→ Задачи для решения:
1 - Где, согласно тексту о Припяти, стояла деревня Ломачи?
2 - Оформите нумерованным списком всё в строках набора данных, от строки, содержащей «Detect orange flag.», вниз до строки, содержащей «313,160,320,168», включая обе. Пустые строки пропустите.

→ Текст для чтения:
*****

Любимая Припять — колыбель моего детства, моя радость и боль. Несмотря на все беды, выпав­шие на долю этого края, я беззаветно люблю свою малую родину и верю в ее возрождение. Это деревни Ломачи, Тульговичи, Новый Покровск, Кожушки, Хвощевка, Оревичи

и другие Хойникского района, которых больше нет на карте.

IMG_7919.JPG

Такие страшные ромашки

 

Наша деревня Ломачи стояла на самом высоком берегу реки. Однажды мы проснулись от шума, выбежали на улицу. Горели дома, взрослые бегали вокруг, дети плакали. С вышки на холме кричал солдат, чтобы все бежали в лес. Немцы шли на катерах по реке: били из орудий, секли пулеметами. В сараях ревела скотина, уши закладывало от грохота…
Когда повзрослела, узнала, что тогда с врагами схлестнулась армия Ковпака. Деревню не сдали. После боя сказали: уходите, немцы идут. Мы уплыли на челнах за реку, вглубь лугов, построили шалаши. Наши стоянки находили самолеты, стреляли с воздуха. Помню, как совсем маленькая бежала с другими детьми, уползала в кусты, подальше от смерти.
Вернулись в разграбленную, сожженную деревню. Возле уцелевших хат что-то делали солдаты. Нам стало интересно. Подбежали, увидели красивые “ромашки”. Хотели потрогать, но солдаты стали кричать, чтобы детей убрали. Это были мины.

*****

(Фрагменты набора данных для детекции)
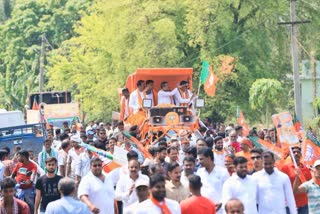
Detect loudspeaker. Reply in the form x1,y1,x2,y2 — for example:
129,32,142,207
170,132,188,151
29,92,71,109
180,115,194,123
150,116,164,125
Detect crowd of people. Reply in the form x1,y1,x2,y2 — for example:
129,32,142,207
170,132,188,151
0,80,320,214
0,119,320,214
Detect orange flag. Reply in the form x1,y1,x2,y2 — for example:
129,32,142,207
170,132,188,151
302,139,320,166
237,111,250,136
204,67,218,97
32,98,40,110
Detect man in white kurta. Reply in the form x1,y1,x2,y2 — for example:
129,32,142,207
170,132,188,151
222,156,258,214
253,152,297,214
115,160,149,211
78,157,114,214
129,80,146,113
133,174,181,214
174,81,194,106
197,148,230,213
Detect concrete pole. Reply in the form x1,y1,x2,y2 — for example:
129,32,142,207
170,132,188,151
39,35,45,103
290,0,303,124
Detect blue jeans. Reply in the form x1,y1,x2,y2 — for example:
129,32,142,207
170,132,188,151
298,204,309,214
23,187,36,213
286,204,309,214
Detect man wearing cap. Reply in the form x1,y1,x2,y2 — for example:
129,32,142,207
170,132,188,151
129,80,146,113
213,136,228,167
234,126,243,142
135,174,181,214
293,160,320,214
94,128,108,151
58,139,71,177
119,88,131,121
38,139,58,170
124,180,149,214
281,146,312,214
115,160,149,211
180,175,216,214
66,135,84,178
236,137,253,171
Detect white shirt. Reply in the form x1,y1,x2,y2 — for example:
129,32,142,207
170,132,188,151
38,148,59,169
146,90,155,106
78,172,114,214
29,159,46,184
131,198,181,214
158,88,178,105
213,149,227,167
173,88,192,106
75,151,91,177
116,174,149,210
67,148,80,178
197,166,230,207
129,89,145,113
253,168,297,214
51,140,61,151
222,173,258,214
0,161,6,181
180,171,189,187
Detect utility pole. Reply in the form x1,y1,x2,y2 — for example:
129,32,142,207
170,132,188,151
278,0,310,123
39,35,45,103
290,0,303,122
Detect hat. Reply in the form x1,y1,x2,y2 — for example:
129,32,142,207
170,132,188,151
135,179,149,188
213,135,223,143
70,135,81,143
240,137,252,148
226,126,233,132
87,130,94,135
313,160,320,168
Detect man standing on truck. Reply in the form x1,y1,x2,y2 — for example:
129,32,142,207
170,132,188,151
146,80,158,106
38,139,58,170
129,80,146,113
11,150,37,213
174,80,194,106
120,88,131,121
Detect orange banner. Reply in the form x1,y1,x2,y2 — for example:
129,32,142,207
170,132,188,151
302,139,320,166
237,111,250,136
204,67,218,97
272,112,299,145
43,103,80,119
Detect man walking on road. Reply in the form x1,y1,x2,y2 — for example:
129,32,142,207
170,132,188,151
34,157,62,214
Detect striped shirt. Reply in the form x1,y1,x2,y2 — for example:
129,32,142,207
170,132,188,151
301,180,320,214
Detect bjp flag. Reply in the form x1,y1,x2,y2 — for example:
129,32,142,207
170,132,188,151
204,67,218,97
302,139,320,166
237,111,250,136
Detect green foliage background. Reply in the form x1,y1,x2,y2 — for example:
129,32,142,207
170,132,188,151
0,0,320,122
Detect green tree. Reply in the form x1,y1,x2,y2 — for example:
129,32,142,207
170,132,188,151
249,79,284,127
0,0,91,110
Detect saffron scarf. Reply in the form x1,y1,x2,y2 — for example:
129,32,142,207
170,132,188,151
40,149,55,172
313,177,320,186
0,198,19,214
150,194,171,214
178,88,189,106
137,89,146,108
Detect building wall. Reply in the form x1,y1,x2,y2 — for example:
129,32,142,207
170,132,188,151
300,60,320,119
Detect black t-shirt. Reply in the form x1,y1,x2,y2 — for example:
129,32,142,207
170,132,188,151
36,175,62,212
93,139,108,151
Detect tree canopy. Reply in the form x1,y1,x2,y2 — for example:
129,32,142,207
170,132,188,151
0,0,320,122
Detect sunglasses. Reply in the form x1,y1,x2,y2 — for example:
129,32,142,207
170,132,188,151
251,156,261,160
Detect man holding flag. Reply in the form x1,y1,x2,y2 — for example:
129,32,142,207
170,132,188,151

*****

→ Полученные ответы:
1 - На самом высоком берегу реки.

2 -
1. Detect orange flag. Reply in the form x1,y1,x2,y2 — for example:
2. 129,32,142,207
3. 170,132,188,151
4. 302,139,320,166
5. 237,111,250,136
6. 204,67,218,97
7. 32,98,40,110
8. Detect man in white kurta. Reply in the form x1,y1,x2,y2 — for example:
9. 129,32,142,207
10. 170,132,188,151
11. 222,156,258,214
12. 253,152,297,214
13. 115,160,149,211
14. 78,157,114,214
15. 129,80,146,113
16. 133,174,181,214
17. 174,81,194,106
18. 197,148,230,213
19. Detect concrete pole. Reply in the form x1,y1,x2,y2 — for example:
20. 129,32,142,207
21. 170,132,188,151
22. 39,35,45,103
23. 290,0,303,124
24. Detect blue jeans. Reply in the form x1,y1,x2,y2 — for example:
25. 129,32,142,207
26. 170,132,188,151
27. 298,204,309,214
28. 23,187,36,213
29. 286,204,309,214
30. Detect man wearing cap. Reply in the form x1,y1,x2,y2 — for example:
31. 129,32,142,207
32. 170,132,188,151
33. 129,80,146,113
34. 213,136,228,167
35. 234,126,243,142
36. 135,174,181,214
37. 293,160,320,214
38. 94,128,108,151
39. 58,139,71,177
40. 119,88,131,121
41. 38,139,58,170
42. 124,180,149,214
43. 281,146,312,214
44. 115,160,149,211
45. 180,175,216,214
46. 66,135,84,178
47. 236,137,253,171
48. Detect white shirt. Reply in the form x1,y1,x2,y2 — for example:
49. 129,32,142,207
50. 170,132,188,151
51. 38,148,59,169
52. 146,90,155,106
53. 78,172,114,214
54. 29,159,46,184
55. 131,198,181,214
56. 158,88,178,105
57. 213,149,227,167
58. 173,88,192,106
59. 75,151,91,177
60. 116,174,149,210
61. 67,148,80,178
62. 197,166,230,207
63. 129,89,145,113
64. 253,168,297,214
65. 51,140,61,151
66. 222,173,258,214
67. 0,161,6,181
68. 180,171,189,187
69. Detect utility pole. Reply in the form x1,y1,x2,y2 — for example:
70. 129,32,142,207
71. 170,132,188,151
72. 278,0,310,123
73. 39,35,45,103
74. 290,0,303,122
75. Detect hat. Reply in the form x1,y1,x2,y2 — for example:
76. 129,32,142,207
77. 170,132,188,151
78. 135,179,149,188
79. 213,135,223,143
80. 70,135,81,143
81. 240,137,252,148
82. 226,126,233,132
83. 87,130,94,135
84. 313,160,320,168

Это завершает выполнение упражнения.